BEGIN Task data

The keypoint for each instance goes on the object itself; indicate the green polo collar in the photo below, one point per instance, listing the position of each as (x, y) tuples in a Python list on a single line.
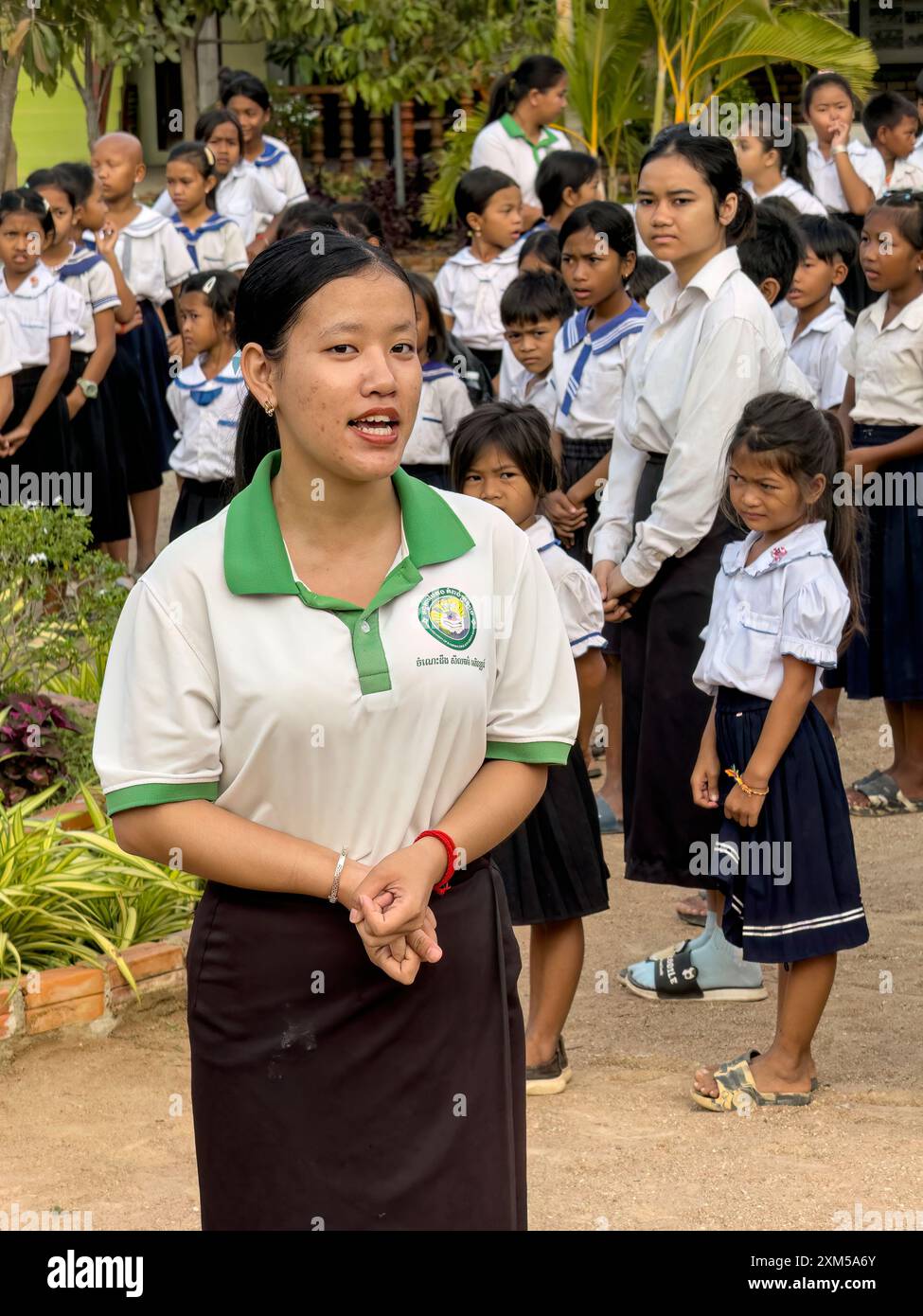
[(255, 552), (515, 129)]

END Task data
BEGIN Task data

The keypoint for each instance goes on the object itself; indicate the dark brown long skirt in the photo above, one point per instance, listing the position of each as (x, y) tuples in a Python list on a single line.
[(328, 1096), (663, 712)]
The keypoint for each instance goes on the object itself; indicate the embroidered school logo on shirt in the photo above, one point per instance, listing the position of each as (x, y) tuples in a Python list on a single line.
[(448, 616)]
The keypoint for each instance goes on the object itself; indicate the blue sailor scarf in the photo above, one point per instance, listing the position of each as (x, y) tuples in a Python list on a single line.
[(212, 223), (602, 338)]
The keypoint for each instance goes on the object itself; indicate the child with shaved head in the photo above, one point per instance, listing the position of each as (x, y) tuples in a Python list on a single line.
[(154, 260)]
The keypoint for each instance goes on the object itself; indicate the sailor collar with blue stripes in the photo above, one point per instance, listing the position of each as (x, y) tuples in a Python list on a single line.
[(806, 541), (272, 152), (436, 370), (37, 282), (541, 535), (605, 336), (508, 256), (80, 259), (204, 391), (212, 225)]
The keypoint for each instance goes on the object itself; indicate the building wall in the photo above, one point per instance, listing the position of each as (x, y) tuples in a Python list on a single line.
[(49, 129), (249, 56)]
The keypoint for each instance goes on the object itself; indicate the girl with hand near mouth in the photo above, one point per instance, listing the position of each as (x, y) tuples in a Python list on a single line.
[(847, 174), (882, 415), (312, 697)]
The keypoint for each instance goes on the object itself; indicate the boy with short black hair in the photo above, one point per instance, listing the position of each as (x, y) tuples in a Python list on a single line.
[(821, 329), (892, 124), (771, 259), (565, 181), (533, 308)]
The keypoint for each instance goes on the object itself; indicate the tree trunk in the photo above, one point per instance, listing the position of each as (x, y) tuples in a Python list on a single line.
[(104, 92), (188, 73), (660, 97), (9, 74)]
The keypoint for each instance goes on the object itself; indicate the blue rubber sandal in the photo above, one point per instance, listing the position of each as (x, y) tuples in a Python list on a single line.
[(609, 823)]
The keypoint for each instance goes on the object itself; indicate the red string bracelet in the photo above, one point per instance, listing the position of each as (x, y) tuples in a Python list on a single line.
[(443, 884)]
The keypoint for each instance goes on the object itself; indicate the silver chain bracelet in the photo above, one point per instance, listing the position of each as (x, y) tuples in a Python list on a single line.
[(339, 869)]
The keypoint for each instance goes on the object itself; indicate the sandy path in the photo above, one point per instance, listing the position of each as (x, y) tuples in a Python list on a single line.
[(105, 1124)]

END Task data
BEGIN Task data

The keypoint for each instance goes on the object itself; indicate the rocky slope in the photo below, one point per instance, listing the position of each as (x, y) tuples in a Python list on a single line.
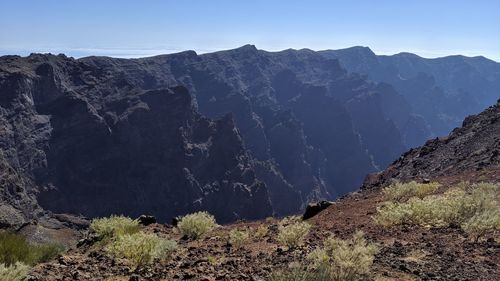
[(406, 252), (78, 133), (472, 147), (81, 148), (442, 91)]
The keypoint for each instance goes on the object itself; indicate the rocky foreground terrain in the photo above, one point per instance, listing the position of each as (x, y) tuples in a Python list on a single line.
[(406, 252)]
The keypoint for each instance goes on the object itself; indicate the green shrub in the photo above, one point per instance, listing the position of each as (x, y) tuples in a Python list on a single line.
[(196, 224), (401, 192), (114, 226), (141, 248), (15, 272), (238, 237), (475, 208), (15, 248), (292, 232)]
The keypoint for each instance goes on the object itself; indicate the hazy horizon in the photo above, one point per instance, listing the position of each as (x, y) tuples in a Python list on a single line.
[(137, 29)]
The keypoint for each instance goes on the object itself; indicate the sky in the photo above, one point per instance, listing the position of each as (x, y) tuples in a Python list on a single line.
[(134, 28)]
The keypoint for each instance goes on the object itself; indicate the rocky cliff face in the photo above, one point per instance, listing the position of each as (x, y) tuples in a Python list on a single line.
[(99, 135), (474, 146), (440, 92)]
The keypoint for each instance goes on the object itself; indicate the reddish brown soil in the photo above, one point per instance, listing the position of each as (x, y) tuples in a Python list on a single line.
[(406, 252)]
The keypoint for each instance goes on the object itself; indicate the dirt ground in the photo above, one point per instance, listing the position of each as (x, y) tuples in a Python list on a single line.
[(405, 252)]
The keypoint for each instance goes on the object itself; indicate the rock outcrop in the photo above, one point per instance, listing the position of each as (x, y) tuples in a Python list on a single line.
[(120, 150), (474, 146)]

END Task data

:: Directions for this task ::
Switch "green polo collar" to "navy polo collar" in the listing, starting at the line that has "the green polo" and stopping after the line that has "[(255, 552), (515, 129)]". Repeat those lines with nothing else changed, and leave out the picture.

:: Result ::
The keypoint for each instance goes on the object itself; indicate the navy polo collar in the photo below, one point per instance, listing the position of each as (x, y) tuples in a Python list on a single line.
[(255, 552), (515, 129)]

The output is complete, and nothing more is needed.